__What the task requires__
Without any of the pictures, set down the data below exactly.

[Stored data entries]
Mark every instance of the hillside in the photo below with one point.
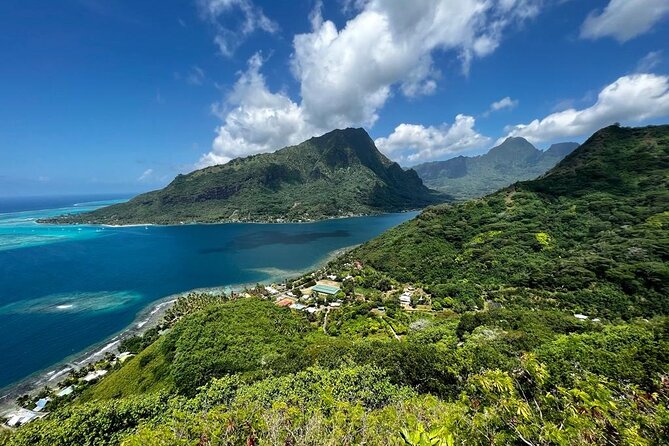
(591, 235)
(514, 160)
(490, 350)
(338, 174)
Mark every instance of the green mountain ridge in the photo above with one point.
(337, 174)
(514, 160)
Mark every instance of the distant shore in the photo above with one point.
(149, 317)
(62, 220)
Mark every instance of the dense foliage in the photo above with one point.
(503, 359)
(340, 173)
(514, 160)
(590, 236)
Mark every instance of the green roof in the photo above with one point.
(325, 289)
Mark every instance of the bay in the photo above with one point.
(64, 289)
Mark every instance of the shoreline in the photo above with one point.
(51, 222)
(149, 317)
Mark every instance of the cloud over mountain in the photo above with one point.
(630, 99)
(347, 75)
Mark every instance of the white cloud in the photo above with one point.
(195, 76)
(504, 103)
(347, 75)
(624, 19)
(630, 99)
(255, 119)
(649, 61)
(414, 142)
(227, 38)
(148, 173)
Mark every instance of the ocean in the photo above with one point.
(66, 289)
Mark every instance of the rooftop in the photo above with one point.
(325, 289)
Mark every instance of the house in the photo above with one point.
(285, 302)
(41, 404)
(327, 290)
(92, 376)
(124, 356)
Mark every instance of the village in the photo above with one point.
(376, 305)
(316, 294)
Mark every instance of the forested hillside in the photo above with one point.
(337, 174)
(465, 177)
(490, 348)
(592, 235)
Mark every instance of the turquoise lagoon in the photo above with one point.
(65, 289)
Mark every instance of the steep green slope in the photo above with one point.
(592, 235)
(513, 160)
(338, 174)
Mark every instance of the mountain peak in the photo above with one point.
(513, 149)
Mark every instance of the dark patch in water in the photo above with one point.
(264, 238)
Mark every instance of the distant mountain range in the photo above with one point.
(338, 174)
(516, 159)
(589, 235)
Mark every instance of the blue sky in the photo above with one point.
(120, 96)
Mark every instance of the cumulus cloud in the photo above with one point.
(255, 119)
(624, 19)
(347, 75)
(148, 173)
(630, 99)
(649, 61)
(413, 142)
(195, 76)
(229, 38)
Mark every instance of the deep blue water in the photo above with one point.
(64, 289)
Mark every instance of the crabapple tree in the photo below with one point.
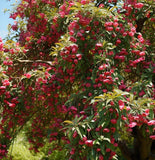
(81, 72)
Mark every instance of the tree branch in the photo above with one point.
(36, 61)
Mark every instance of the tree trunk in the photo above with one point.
(141, 147)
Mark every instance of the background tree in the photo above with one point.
(82, 73)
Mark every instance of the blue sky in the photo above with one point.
(4, 17)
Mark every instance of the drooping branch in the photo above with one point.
(36, 61)
(127, 154)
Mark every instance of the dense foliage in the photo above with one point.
(80, 72)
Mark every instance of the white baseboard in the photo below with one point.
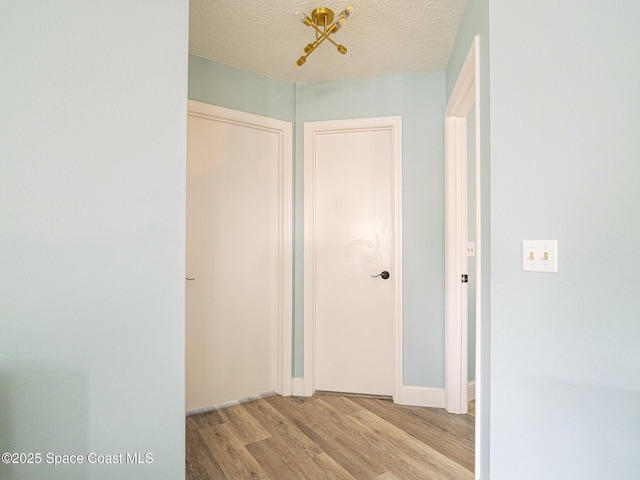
(421, 397)
(298, 387)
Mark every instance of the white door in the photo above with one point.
(353, 204)
(237, 231)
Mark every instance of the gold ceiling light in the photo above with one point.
(321, 21)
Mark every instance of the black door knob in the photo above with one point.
(384, 275)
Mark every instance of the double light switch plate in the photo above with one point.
(540, 255)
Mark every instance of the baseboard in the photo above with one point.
(421, 397)
(229, 404)
(471, 390)
(297, 387)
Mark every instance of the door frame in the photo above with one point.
(283, 130)
(311, 130)
(465, 94)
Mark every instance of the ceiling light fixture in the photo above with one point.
(321, 21)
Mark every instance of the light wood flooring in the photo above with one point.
(329, 437)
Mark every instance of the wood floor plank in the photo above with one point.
(428, 462)
(277, 460)
(328, 437)
(332, 438)
(200, 464)
(245, 426)
(386, 476)
(234, 459)
(453, 445)
(299, 445)
(324, 467)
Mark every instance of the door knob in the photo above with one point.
(384, 275)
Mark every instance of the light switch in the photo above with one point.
(540, 255)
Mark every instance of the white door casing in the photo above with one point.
(465, 94)
(353, 214)
(239, 250)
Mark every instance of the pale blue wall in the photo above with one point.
(92, 175)
(565, 112)
(476, 22)
(419, 99)
(225, 86)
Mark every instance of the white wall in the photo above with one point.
(92, 175)
(565, 111)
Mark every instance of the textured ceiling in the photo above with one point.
(382, 37)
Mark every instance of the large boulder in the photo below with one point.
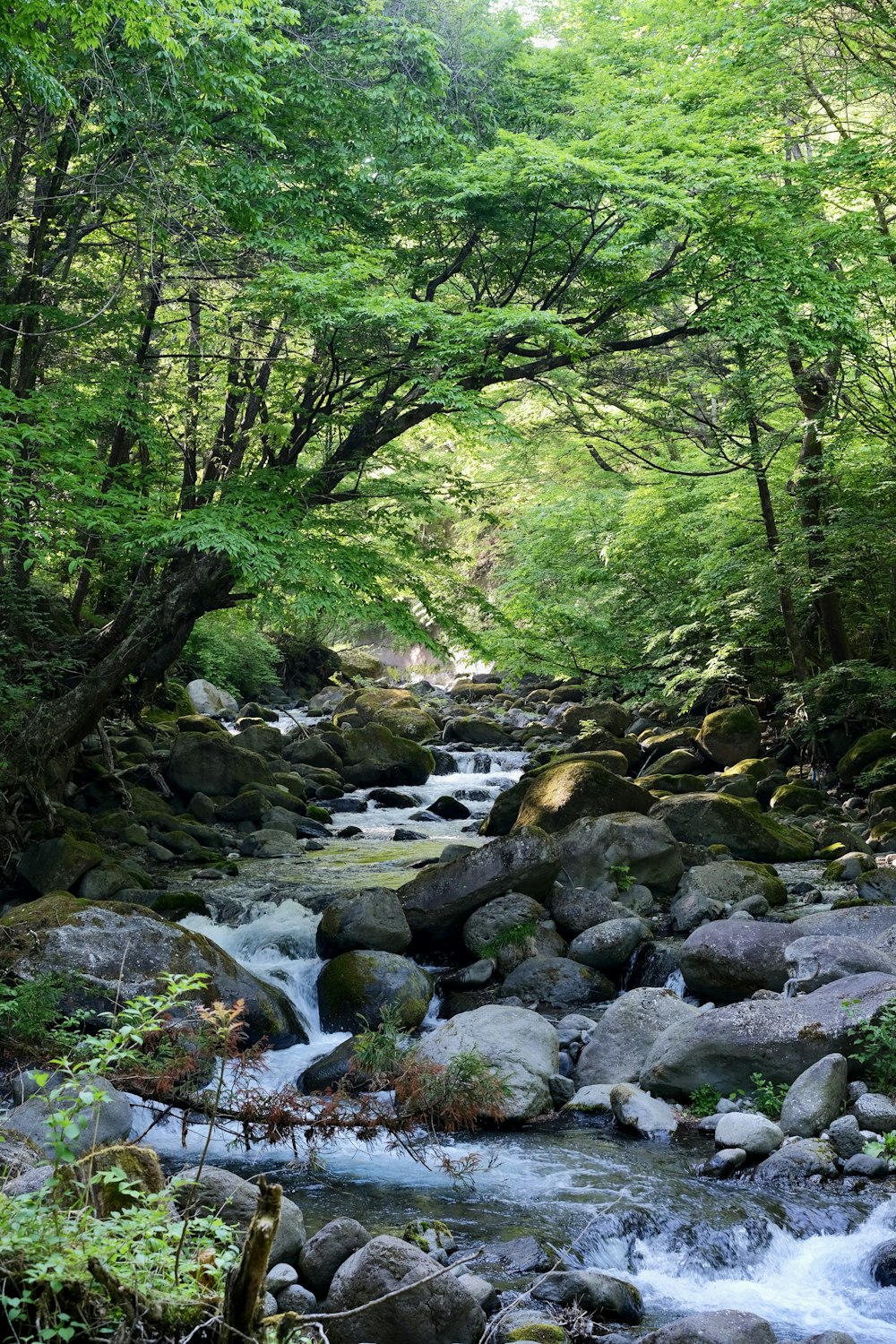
(56, 865)
(113, 952)
(218, 1193)
(624, 1037)
(564, 790)
(441, 897)
(732, 882)
(514, 1042)
(371, 921)
(374, 755)
(707, 819)
(210, 762)
(732, 959)
(354, 989)
(210, 699)
(731, 734)
(817, 961)
(592, 849)
(440, 1312)
(777, 1038)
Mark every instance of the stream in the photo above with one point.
(797, 1257)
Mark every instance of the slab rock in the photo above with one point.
(624, 1037)
(444, 895)
(777, 1038)
(440, 1312)
(517, 1043)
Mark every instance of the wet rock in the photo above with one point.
(731, 959)
(120, 952)
(220, 1193)
(514, 1042)
(707, 819)
(602, 1296)
(440, 1312)
(354, 989)
(373, 919)
(323, 1253)
(441, 897)
(625, 1034)
(649, 1117)
(559, 981)
(607, 946)
(756, 1134)
(815, 1098)
(777, 1038)
(594, 847)
(715, 1328)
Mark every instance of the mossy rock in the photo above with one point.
(864, 753)
(357, 986)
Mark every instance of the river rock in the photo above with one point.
(815, 1098)
(594, 847)
(756, 1134)
(440, 1312)
(602, 1296)
(648, 1116)
(732, 959)
(567, 789)
(330, 1247)
(624, 1037)
(608, 946)
(368, 921)
(354, 989)
(514, 1042)
(443, 895)
(203, 762)
(99, 1124)
(777, 1038)
(705, 819)
(220, 1193)
(715, 1328)
(874, 1112)
(559, 981)
(817, 961)
(118, 952)
(375, 755)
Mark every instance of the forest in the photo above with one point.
(490, 402)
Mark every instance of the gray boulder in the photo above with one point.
(814, 961)
(607, 946)
(624, 1037)
(731, 959)
(440, 1312)
(323, 1253)
(715, 1328)
(559, 981)
(592, 847)
(354, 989)
(368, 921)
(815, 1098)
(649, 1117)
(441, 897)
(514, 1042)
(777, 1038)
(217, 1191)
(756, 1134)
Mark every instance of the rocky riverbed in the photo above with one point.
(619, 914)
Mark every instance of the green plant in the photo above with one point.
(769, 1097)
(874, 1046)
(704, 1099)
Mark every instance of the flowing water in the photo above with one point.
(799, 1257)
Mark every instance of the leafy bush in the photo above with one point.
(228, 650)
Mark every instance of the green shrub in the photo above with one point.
(228, 650)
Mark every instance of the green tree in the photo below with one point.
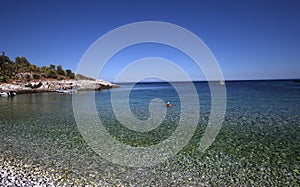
(51, 74)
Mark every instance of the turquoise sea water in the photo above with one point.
(258, 143)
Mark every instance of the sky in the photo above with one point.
(250, 39)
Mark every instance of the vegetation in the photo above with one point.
(22, 69)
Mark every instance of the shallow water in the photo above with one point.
(258, 143)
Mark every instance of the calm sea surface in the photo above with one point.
(258, 144)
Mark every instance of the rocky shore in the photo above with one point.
(53, 85)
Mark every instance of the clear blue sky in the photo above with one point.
(250, 39)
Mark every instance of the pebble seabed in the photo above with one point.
(235, 159)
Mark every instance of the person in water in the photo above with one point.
(169, 104)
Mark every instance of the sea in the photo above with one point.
(256, 141)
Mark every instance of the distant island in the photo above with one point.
(23, 77)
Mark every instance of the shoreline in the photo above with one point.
(53, 85)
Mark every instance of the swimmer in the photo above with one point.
(169, 104)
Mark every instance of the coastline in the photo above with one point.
(53, 85)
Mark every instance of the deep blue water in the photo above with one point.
(261, 130)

__The completed task__
Mark every instance of the hillside in the photo below with one point.
(591, 235)
(514, 160)
(490, 350)
(338, 174)
Mark every instance of the green mountain ridge in the photo above with one point.
(337, 174)
(514, 160)
Mark every instance of the distant shore in the photo above with one point.
(149, 317)
(62, 220)
Mark every instance of the dense foliage in the photo above with one point.
(503, 359)
(340, 173)
(514, 160)
(590, 236)
Mark every instance of the green roof in the photo above with one point.
(325, 289)
Mark every instance of the bay in the photo above with one point.
(64, 289)
Mark every instance of the shoreline in the photo above with one point.
(51, 222)
(149, 317)
Mark every instance of the cloud over mountain in the photo above with one point.
(630, 99)
(347, 75)
Mark every instance of the white cloud in the photo above with one point.
(195, 76)
(504, 103)
(347, 75)
(624, 19)
(630, 99)
(255, 119)
(649, 61)
(414, 142)
(227, 38)
(148, 173)
Mark every instance of the ocean in the photo above with one point.
(66, 289)
Mark every instance of the rooftop in the photo above with one point.
(325, 289)
Mark every instance of the house in the photo above with one point.
(285, 302)
(41, 404)
(327, 290)
(92, 376)
(124, 356)
Mark every instance of the village in the photo above with one point.
(376, 305)
(316, 294)
Mark every instance of the forested hillside in the photo above with one point.
(337, 174)
(465, 177)
(490, 348)
(592, 235)
Mark every instance of the turquoise lagoon in the photo above with one point.
(65, 289)
Mark every instance of the steep green slope in the photo above with one point.
(592, 235)
(513, 160)
(338, 174)
Mark every instance of the mountain peak in the photo above with one point.
(513, 149)
Mark every instance of the dark patch in water in the photo above with one point.
(264, 238)
Mark every instance of the distant mountain range in the photo above with one point.
(338, 174)
(516, 159)
(589, 235)
Mark every instance of the blue sky in the photo above with one point.
(120, 96)
Mark every instance of the cumulus cloud in the photo above with one point.
(255, 119)
(624, 19)
(347, 75)
(148, 173)
(630, 99)
(649, 61)
(413, 142)
(195, 76)
(229, 38)
Mark every instance of the deep blue water in the photo above with one point.
(64, 289)
Mark every instance of the crabapple tree in the photo below with one point.
(81, 72)
Mark every instance of the tree branch in the photo above with one point.
(36, 61)
Mark every instance of the tree trunk in the photo above with one point.
(141, 147)
Mark every instance of the background tree in the photo above with one point.
(82, 73)
Mark every instance of the blue sky in the photo above with one point.
(4, 17)
Mark every instance of the drooping branch in the photo above with one point.
(36, 61)
(127, 154)
Mark every instance of the dense foliage in the photo above with one point.
(80, 72)
Mark every instance of the white baseboard in the photo below with one point.
(421, 397)
(298, 387)
Mark every instance of the white door in the photo above with one point.
(353, 204)
(237, 231)
Mark every instance of the gold ceiling light in the photo above with one point.
(321, 21)
Mark every instance of the black door knob in the photo above with one point.
(384, 275)
Mark every instance of the double light switch plate in the photo above with one point.
(540, 255)
Mark every instance of the baseboard in the photo above with one point.
(421, 397)
(229, 404)
(471, 390)
(297, 387)
Mark every instance of the door frame in the photo above with one point.
(283, 130)
(311, 130)
(465, 94)
Mark every instance of the ceiling light fixture in the photo above with one point.
(321, 21)
Mark every instance of the light wood flooring in the photo above with one point.
(329, 437)
Mark every instance of the wood floor plank in the photo above with one point.
(428, 462)
(277, 460)
(328, 437)
(332, 438)
(200, 464)
(245, 426)
(386, 476)
(234, 459)
(453, 445)
(299, 445)
(324, 467)
Mark every instance of the door knob in the photo above with one point.
(384, 275)
Mark every instance of the light switch in the photo above with one point.
(540, 255)
Mark every instance of the white door casing in the photo above with one point.
(465, 94)
(353, 214)
(239, 250)
Mark every instance of the pale blue wall in the photo above with one point.
(92, 175)
(565, 112)
(476, 22)
(419, 99)
(225, 86)
Mark every instance of the white wall in the photo above with one point.
(92, 175)
(565, 111)
Mark every instance of the textured ceiling in the photo above with one point.
(382, 37)
Mark every instance of the large boulder in the photo below with one point.
(56, 865)
(113, 952)
(218, 1193)
(624, 1037)
(564, 790)
(441, 897)
(732, 882)
(514, 1042)
(371, 921)
(374, 755)
(707, 819)
(210, 762)
(732, 959)
(354, 989)
(210, 699)
(731, 734)
(817, 961)
(592, 849)
(440, 1312)
(777, 1038)
Mark every instance of the stream in the photo above with one point.
(797, 1257)
Mark every instance of the slab rock in the photo above with one point.
(624, 1037)
(444, 895)
(777, 1038)
(440, 1312)
(517, 1043)
Mark every instance of the wet rock in the photo above with one point.
(731, 959)
(120, 952)
(220, 1193)
(514, 1042)
(707, 819)
(602, 1296)
(440, 1312)
(354, 989)
(373, 919)
(323, 1253)
(441, 897)
(625, 1034)
(649, 1117)
(559, 981)
(607, 946)
(756, 1134)
(815, 1098)
(777, 1038)
(594, 847)
(715, 1328)
Mark every instance of the mossy rock in the photo above with one point.
(864, 753)
(357, 986)
Mark every instance of the river rock in the photo above with one point.
(815, 1098)
(594, 847)
(756, 1134)
(440, 1312)
(602, 1296)
(648, 1116)
(732, 959)
(567, 789)
(330, 1247)
(624, 1037)
(608, 946)
(368, 921)
(354, 989)
(514, 1042)
(443, 895)
(203, 762)
(99, 1124)
(777, 1038)
(705, 819)
(220, 1193)
(715, 1328)
(874, 1112)
(559, 981)
(817, 961)
(118, 952)
(375, 755)
Mark every instance of the forest in the photo above with one point.
(490, 402)
Mark every instance of the gray boulder in the photo above with one point.
(814, 961)
(607, 946)
(624, 1037)
(731, 959)
(440, 1312)
(323, 1253)
(715, 1328)
(559, 981)
(592, 847)
(354, 989)
(368, 921)
(815, 1098)
(649, 1117)
(441, 897)
(514, 1042)
(777, 1038)
(217, 1191)
(756, 1134)
Mark every instance of the rocky riverbed in the photo above with one point.
(619, 914)
Mark every instance of the green plant in the photo above with one point.
(769, 1097)
(874, 1046)
(704, 1099)
Mark every instance of the flowing water in the photo above with one point.
(799, 1257)
Mark every instance of the leafy bush in the photo above with one point.
(228, 650)
Mark every instance of the green shrub in the photo above with one point.
(228, 650)
Mark every instance of the green tree in the photo below with one point.
(51, 74)
Mark every instance of the turquoise sea water in the photo above with one point.
(258, 143)
Mark every instance of the sky in the photo above with one point.
(250, 39)
Mark every instance of the vegetation in the photo above with one point.
(22, 69)
Mark every instance of the shallow water in the photo above with one point.
(258, 143)
Mark every instance of the calm sea surface in the photo above with one point.
(258, 144)
Mark every instance of the rocky shore in the photo above with one point.
(53, 85)
Mark every instance of the clear blue sky in the photo above with one point.
(250, 39)
Mark every instance of the pebble seabed in the photo above with one point.
(235, 159)
Mark every instance of the person in water in the photo above with one point.
(169, 104)
Mark every instance of the sea in the photo above with one point.
(256, 141)
Mark every instance of the distant island in the photo above with one point.
(23, 77)
Mark every instance of the shoreline in the photo above with one point.
(53, 85)
Mark every instance of the swimmer in the photo above with one point.
(169, 104)
Mark every instance of the coastline in the photo above with one point.
(53, 85)
Mark every instance of the deep blue water in the photo above with one point.
(261, 130)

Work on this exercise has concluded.